▸ Object position labeling entries:
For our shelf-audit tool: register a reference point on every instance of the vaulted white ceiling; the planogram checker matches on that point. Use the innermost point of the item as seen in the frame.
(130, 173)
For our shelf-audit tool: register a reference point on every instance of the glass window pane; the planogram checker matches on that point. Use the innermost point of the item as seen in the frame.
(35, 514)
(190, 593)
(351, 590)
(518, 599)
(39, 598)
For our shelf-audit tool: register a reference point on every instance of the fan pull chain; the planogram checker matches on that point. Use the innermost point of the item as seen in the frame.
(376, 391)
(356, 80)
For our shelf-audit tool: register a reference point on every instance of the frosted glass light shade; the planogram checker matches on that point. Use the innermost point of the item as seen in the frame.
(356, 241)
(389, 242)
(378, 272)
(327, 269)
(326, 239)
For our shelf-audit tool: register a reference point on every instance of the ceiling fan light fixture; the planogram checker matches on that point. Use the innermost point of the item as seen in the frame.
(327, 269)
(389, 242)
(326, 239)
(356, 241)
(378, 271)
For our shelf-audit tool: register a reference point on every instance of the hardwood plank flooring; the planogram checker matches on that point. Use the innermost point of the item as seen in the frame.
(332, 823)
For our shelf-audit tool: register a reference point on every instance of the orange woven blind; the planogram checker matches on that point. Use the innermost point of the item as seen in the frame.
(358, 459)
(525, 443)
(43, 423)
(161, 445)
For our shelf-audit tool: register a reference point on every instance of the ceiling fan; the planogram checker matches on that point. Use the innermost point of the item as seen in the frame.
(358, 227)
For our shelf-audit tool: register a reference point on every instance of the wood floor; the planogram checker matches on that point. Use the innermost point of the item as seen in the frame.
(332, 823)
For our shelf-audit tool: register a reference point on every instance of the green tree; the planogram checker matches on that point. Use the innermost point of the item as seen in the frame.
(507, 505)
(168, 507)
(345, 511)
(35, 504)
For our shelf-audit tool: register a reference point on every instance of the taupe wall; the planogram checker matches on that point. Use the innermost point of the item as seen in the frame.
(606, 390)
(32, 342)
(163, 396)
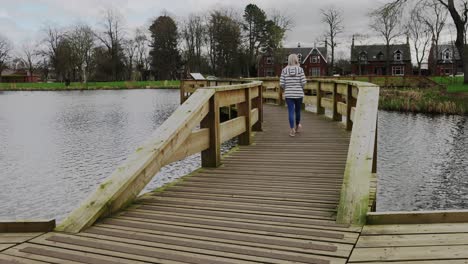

▸ Written problem: Reproduce the rows verbatim, starting at the line containing "of the orange" and continuing through the end of the rows. Leave the pictures out of the reproduction.

▸ Full answer:
For our shelf-audit tool: register a reference point on every instance of the orange woven blind; the planogram checker matches on that point. Use the innermost point of the item as seen in the frame.
(358, 459)
(525, 443)
(43, 423)
(161, 445)
For our shelf-audit tool: register a reference point on every instance of the ceiling fan; the planogram checker matches on that point. Use the innermost point of the item as seen in the frame.
(358, 227)
For our shelf-audit tool: register a reference point on every instance of the wood floor; the planogram checker matches on that point. Use the innermost point of the item as seen in the frame.
(332, 823)
For our shelf-audit tool: register a reference point on every instance of the green tree; the planogram checker matches on that point. Use the innermost point of the item as seen in the frame.
(507, 505)
(168, 507)
(345, 511)
(35, 504)
For our shelf-audit tool: register a reference point on every instance of the taupe wall; the planogram checker matches on that point. Use the innermost point of the item as seen in the frame.
(606, 390)
(32, 342)
(163, 396)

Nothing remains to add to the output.